--- WHAT YOU ARE ASKED TO DO ---
Copy the rows below word for word, starting at the line that contains "During a live" and ending after the line that contains "[0,0,1094,594]". Leave the pictures out of your copy.

--- Recorded data ---

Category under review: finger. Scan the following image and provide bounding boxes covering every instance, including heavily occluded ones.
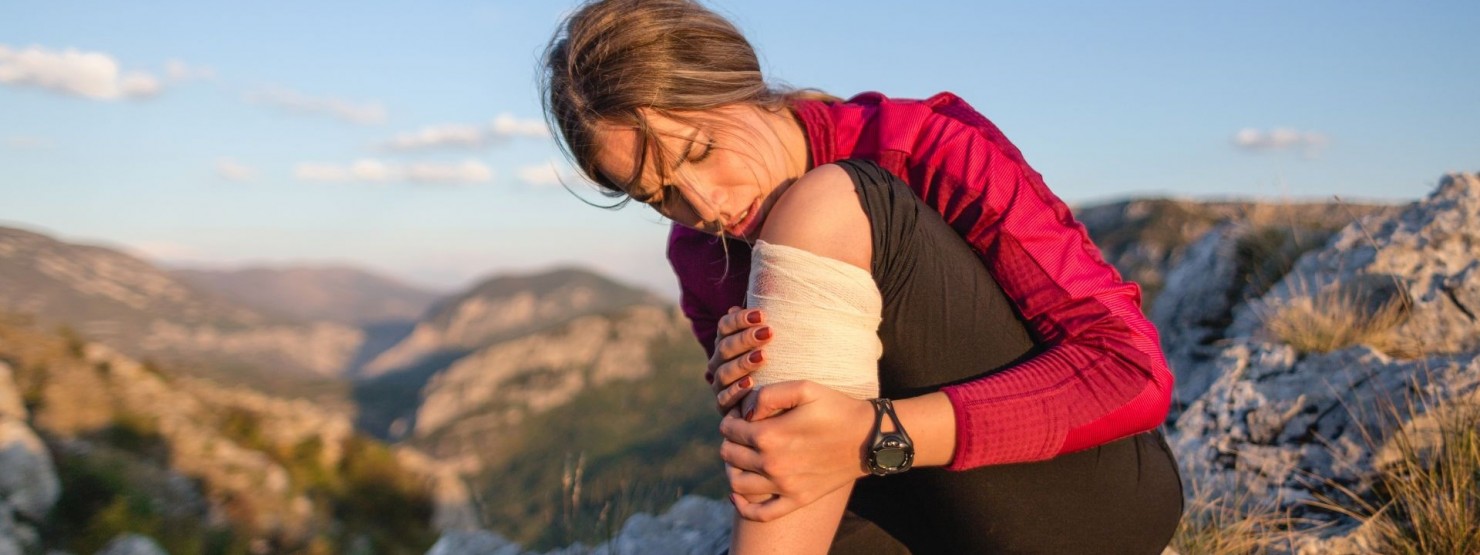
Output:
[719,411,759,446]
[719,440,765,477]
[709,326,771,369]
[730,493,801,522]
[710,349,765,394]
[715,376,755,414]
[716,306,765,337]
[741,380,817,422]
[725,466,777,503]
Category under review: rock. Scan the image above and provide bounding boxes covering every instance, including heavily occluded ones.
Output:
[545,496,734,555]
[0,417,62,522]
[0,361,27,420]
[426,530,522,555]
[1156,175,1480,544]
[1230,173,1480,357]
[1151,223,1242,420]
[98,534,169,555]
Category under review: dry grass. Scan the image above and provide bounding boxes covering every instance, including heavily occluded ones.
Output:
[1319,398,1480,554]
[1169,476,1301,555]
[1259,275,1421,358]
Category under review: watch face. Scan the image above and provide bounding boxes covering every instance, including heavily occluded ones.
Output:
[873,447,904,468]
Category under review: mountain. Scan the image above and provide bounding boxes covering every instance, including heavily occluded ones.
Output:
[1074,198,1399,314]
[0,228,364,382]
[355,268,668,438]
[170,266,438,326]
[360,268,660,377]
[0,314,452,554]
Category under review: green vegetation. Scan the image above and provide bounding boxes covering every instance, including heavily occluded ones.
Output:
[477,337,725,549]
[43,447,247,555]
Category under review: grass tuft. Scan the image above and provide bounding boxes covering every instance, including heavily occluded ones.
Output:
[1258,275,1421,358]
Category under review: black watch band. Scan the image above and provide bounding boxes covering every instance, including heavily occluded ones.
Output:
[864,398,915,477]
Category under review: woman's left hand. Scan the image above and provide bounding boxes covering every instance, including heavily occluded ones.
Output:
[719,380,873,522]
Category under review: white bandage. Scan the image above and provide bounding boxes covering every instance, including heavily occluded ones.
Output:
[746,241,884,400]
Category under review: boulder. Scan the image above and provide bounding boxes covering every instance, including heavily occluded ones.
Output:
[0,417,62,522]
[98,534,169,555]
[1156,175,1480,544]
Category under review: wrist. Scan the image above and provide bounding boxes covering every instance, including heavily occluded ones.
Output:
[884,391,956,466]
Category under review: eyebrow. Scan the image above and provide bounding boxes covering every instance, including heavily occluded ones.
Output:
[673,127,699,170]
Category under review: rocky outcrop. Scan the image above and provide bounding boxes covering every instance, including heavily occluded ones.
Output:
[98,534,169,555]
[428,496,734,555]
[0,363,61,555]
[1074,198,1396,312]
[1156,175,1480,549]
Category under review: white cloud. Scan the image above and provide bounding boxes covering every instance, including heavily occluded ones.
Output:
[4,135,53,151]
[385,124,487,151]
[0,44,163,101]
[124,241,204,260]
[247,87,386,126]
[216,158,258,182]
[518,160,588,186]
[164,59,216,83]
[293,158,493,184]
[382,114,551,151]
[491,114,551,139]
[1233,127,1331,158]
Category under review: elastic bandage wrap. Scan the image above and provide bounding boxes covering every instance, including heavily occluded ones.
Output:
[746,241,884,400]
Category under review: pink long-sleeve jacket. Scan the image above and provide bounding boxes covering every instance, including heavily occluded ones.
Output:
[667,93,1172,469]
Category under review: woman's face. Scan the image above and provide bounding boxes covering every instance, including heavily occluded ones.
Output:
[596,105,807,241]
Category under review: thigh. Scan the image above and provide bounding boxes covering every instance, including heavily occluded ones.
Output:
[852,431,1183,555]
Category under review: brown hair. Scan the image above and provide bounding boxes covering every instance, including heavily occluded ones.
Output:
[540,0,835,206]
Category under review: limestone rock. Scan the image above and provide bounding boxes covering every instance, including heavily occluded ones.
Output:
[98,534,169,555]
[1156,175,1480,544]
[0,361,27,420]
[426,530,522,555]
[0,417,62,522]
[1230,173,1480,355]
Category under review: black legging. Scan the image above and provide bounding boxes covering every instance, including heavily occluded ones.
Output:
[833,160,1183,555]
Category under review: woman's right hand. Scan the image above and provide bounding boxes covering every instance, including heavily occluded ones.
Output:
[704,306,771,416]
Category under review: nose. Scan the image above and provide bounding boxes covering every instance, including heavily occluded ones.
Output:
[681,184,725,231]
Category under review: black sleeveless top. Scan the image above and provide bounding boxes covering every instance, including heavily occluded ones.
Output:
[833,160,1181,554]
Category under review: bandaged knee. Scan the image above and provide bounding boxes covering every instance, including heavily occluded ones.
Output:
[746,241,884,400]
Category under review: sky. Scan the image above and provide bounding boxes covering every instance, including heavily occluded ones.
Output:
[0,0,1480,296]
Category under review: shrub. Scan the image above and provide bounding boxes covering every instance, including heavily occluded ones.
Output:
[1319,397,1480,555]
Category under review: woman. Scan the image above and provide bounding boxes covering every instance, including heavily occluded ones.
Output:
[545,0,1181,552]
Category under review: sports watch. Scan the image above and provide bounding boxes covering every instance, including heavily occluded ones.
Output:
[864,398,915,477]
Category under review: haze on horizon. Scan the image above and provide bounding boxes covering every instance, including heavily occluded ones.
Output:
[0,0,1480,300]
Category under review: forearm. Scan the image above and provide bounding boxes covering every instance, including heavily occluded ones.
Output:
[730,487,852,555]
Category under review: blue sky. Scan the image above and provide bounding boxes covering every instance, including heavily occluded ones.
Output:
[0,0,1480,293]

---

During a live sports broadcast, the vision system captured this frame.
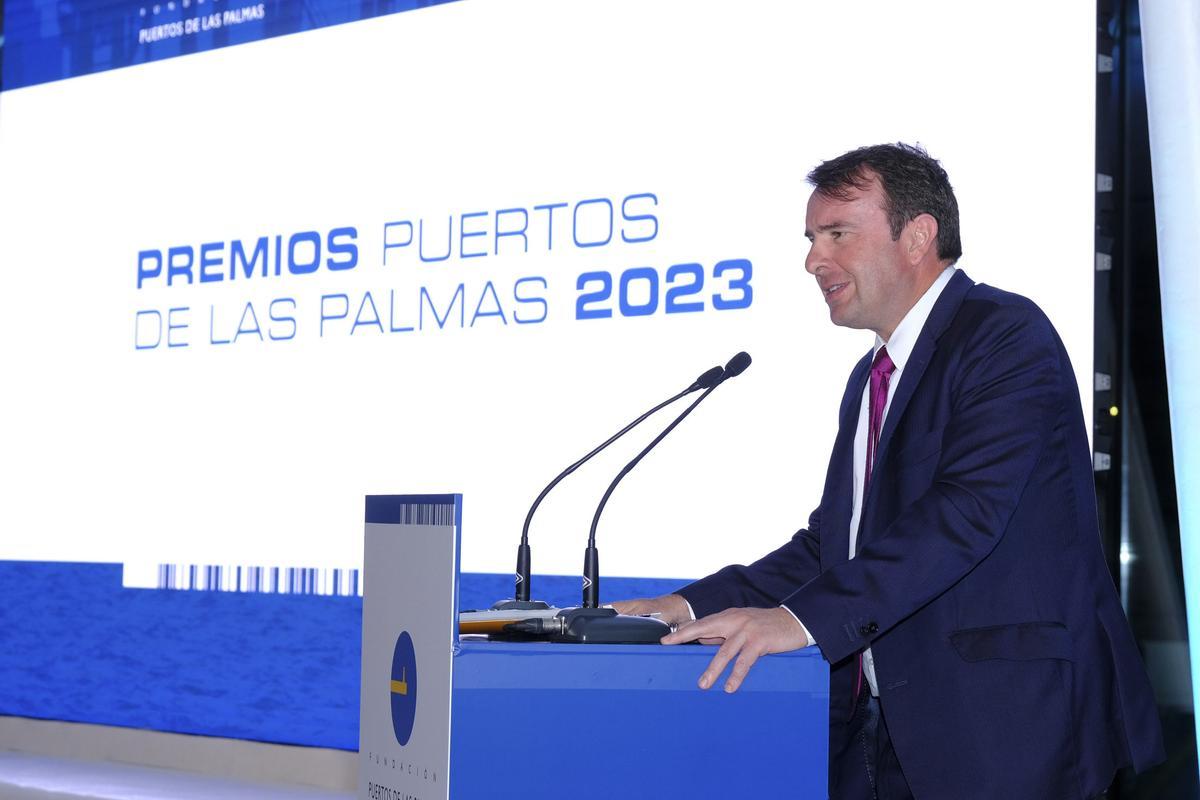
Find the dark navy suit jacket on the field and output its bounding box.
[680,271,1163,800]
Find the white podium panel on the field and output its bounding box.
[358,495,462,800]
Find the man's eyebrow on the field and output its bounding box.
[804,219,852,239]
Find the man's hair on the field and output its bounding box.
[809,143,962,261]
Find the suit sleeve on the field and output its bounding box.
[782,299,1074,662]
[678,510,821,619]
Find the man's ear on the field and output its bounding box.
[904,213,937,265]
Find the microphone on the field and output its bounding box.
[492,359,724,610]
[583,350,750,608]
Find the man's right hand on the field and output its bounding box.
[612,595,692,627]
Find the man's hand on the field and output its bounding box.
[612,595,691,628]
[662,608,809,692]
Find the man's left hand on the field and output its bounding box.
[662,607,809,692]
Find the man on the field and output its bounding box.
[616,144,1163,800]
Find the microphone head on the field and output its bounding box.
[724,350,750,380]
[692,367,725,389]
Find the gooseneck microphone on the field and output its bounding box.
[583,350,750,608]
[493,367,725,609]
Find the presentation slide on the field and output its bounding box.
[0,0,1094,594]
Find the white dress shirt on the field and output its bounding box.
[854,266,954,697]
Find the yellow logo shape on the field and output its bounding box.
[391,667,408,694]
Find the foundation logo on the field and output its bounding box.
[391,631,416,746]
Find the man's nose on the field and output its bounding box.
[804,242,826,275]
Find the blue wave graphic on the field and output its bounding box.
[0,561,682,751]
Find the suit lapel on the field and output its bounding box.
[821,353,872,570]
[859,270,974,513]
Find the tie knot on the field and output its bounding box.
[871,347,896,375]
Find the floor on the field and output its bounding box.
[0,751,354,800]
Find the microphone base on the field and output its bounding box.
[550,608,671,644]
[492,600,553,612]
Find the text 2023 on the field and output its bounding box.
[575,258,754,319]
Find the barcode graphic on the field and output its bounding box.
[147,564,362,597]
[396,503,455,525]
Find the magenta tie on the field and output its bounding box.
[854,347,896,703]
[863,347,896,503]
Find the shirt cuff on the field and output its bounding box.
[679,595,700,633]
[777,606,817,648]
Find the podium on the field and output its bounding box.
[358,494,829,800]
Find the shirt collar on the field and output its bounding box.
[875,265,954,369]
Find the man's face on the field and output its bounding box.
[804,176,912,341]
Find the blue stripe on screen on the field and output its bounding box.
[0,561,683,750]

--- RESPONSE FOR THIS EXERCISE ---
During a live sports broadcast, the vision system captured this frame.
Find the dark navy suit jacket on the field and output its bounding box.
[680,271,1163,800]
Find the white podium panel on the field and output its bounding box.
[358,495,462,800]
Find the man's eyebrow on the field and output its bounding box.
[804,219,852,239]
Find the man's hair on the field and output its bounding box.
[809,143,962,261]
Find the suit sleeve on the field and output its bounding box.
[782,299,1074,662]
[678,510,821,619]
Find the man's ear on the field and output its bounding box.
[904,213,937,265]
Find the microphone on the field and output its bounding box.
[492,359,724,610]
[583,350,750,608]
Find the man's right hand on the field and output its bounding box.
[612,595,692,627]
Find the man's hand on the field and output its bounding box.
[612,595,691,628]
[662,608,809,692]
Find the man's left hand on the field and output its bounding box.
[662,607,809,692]
Find the man on the field and output its bounding box.
[616,144,1163,800]
Find the microphone head on the field and output its bounding box.
[724,350,750,380]
[692,367,725,389]
Find the gooseneck microphone on the field and output its bounding box.
[583,350,750,608]
[493,367,725,609]
Find the presentation slide on the field and output its bounding box.
[0,0,1094,594]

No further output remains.